== WHAT YOU ARE ASKED TO DO ==
The entries below are to be printed again word for word.

== INFORMATION GIVEN ==

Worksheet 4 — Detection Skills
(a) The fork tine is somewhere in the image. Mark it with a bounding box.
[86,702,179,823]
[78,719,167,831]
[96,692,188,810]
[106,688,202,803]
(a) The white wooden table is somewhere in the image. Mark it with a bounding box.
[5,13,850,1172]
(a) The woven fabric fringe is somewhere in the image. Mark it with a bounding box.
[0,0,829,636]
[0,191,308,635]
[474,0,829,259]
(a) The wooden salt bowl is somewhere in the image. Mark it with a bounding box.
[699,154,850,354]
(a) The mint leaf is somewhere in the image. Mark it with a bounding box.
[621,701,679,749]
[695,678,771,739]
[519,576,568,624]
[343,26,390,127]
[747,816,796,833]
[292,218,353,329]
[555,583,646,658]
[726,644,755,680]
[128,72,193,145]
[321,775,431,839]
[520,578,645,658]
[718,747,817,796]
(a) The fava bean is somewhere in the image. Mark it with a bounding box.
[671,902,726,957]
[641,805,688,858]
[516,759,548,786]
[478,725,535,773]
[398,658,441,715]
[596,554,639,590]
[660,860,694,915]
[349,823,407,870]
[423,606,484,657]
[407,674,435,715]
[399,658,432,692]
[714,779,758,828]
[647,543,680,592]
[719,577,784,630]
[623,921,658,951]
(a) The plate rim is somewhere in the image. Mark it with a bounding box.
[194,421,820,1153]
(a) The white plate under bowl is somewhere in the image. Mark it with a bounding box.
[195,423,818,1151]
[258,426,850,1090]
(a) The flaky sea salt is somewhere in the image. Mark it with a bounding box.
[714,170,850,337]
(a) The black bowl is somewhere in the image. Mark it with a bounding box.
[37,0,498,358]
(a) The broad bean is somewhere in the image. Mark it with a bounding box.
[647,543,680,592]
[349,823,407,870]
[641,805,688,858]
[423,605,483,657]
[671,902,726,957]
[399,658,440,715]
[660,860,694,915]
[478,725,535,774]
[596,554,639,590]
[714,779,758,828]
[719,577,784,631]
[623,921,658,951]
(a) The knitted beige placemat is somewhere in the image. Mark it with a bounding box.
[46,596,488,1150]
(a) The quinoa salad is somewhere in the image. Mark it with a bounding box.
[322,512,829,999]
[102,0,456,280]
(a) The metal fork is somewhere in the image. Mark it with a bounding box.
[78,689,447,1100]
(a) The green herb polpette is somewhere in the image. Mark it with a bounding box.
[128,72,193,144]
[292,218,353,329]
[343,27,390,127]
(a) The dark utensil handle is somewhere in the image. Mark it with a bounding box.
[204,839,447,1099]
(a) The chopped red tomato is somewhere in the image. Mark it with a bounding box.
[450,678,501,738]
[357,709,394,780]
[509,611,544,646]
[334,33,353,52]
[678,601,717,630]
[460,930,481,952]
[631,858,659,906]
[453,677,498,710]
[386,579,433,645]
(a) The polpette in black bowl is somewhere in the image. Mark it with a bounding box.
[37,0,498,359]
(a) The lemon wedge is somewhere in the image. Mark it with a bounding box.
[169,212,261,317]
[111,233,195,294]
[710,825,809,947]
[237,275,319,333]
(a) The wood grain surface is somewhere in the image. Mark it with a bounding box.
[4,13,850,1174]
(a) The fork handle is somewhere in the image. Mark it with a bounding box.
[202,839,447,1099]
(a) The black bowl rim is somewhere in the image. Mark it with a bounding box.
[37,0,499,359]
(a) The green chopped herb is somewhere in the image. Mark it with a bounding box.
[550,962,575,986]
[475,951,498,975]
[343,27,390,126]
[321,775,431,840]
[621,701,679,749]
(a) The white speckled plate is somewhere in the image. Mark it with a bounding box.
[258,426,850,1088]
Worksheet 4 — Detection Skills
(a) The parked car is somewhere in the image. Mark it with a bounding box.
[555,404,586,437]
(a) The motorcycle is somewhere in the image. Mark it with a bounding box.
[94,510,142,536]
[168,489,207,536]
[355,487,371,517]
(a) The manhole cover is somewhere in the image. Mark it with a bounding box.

== SOLUTION ==
Worksheet 4 — Detection Skills
(a) The fork tine is somewhere in the image. Mark it with a bounding box.
[86,702,179,823]
[78,719,167,831]
[96,692,188,810]
[106,688,202,803]
(a) The white wooden table is somewhere in the image. Mark it with a bounding box.
[5,13,850,1172]
(a) The woven fabric fringe is somewhere in the image. Mark it with a bounding box.
[0,0,829,636]
[0,191,308,635]
[474,0,829,259]
(a) The wooden salt bowl is somewhere in the image. Mark it with a bounding box.
[699,154,850,354]
(a) The mint leaf is somewhere in the image. Mark it with a bounding box.
[621,701,679,749]
[695,678,771,739]
[519,576,568,624]
[343,26,390,127]
[747,816,796,833]
[292,218,353,329]
[555,583,646,658]
[726,644,755,680]
[128,72,193,145]
[321,775,431,839]
[520,578,645,658]
[718,747,817,796]
(a) The fava bean is somewhere in the image. Mark it with a bounding box.
[671,902,726,957]
[641,805,688,858]
[516,759,548,786]
[478,725,535,773]
[398,658,441,715]
[596,554,639,590]
[660,860,694,915]
[349,823,407,870]
[423,606,484,657]
[407,674,435,715]
[399,658,432,692]
[714,779,758,828]
[647,543,680,592]
[719,577,784,630]
[623,921,658,951]
(a) The plate rim is somewhere in the image. Mark it with a bounding box.
[194,421,820,1153]
(a) The white plate under bowl is somewhere in the image. Mark it with a bounding box.
[195,423,818,1151]
[258,426,850,1090]
(a) The flaky sea salt is somewhere in the image. Mark it with a bounding box.
[714,170,850,337]
(a) The black bowl is somewhere in the image. Mark it with a bounding box.
[37,0,498,358]
(a) The broad bean is somewhere in the image. Mark it with a bounding box.
[647,543,680,592]
[349,823,407,870]
[641,805,688,858]
[423,605,483,657]
[671,902,726,957]
[399,658,440,715]
[660,860,694,915]
[478,725,535,774]
[596,554,639,590]
[714,779,758,828]
[719,577,784,631]
[623,921,658,951]
(a) The knitted beige placemat is somewhere in the image. Mark it with a bounding box.
[46,596,488,1150]
(a) The quinoa salad is somewhere in the image. Mark it with a bounding box.
[322,512,829,999]
[102,0,456,280]
(a) The metal fork is somewhere in the image. Mark it with a bounding box.
[78,689,447,1100]
(a) The green herb polpette is somewhere in the image. Mark it with a bounding box.
[128,72,193,144]
[292,218,353,329]
[343,27,390,127]
(a) The dark utensil handle is somewhere in the image. Mark it with a bounding box.
[204,839,447,1099]
(a) The chopped red tomato is somewhere in the image. Mark it with a bounding box.
[450,678,501,738]
[357,709,394,780]
[509,611,544,646]
[334,33,353,52]
[678,601,717,630]
[460,930,481,952]
[631,858,659,906]
[453,677,498,710]
[386,579,433,645]
(a) The polpette in black bowl is somewhere in the image. Mark it with a bounding box.
[37,0,498,359]
(a) The lemon wedge is somewhere in the image. Mark it with a bounding box.
[169,212,261,317]
[111,233,195,294]
[710,825,809,947]
[237,275,319,333]
(a) The wood grain surface is somewhere in the image. Mark it with a bounding box.
[4,13,850,1174]
(a) The fork handle is somewhere in the image. Mark it with a bounding box.
[202,839,447,1099]
(a) The black bowl rim is somewhere in the image. Mark it with a bounding box.
[37,0,499,359]
(a) The green chopped herb is somewhere in the image. Mark it with a bounding box.
[550,962,575,986]
[475,951,498,975]
[343,27,390,126]
[321,775,431,840]
[621,701,679,749]
(a) The white speckled plate is somewhere in the image. Mark it with a bounding box.
[258,426,850,1088]
Worksheet 4 — Detection Skills
(a) The parked car is somewhere in the image. Mark it with a bounding box.
[555,404,586,437]
(a) The motorcycle is somewhere in the image. Mark it with a bounding box.
[94,510,142,536]
[168,489,207,536]
[355,487,371,517]
(a) The manhole cover is somewhere in the image. Mark it with a bounding box.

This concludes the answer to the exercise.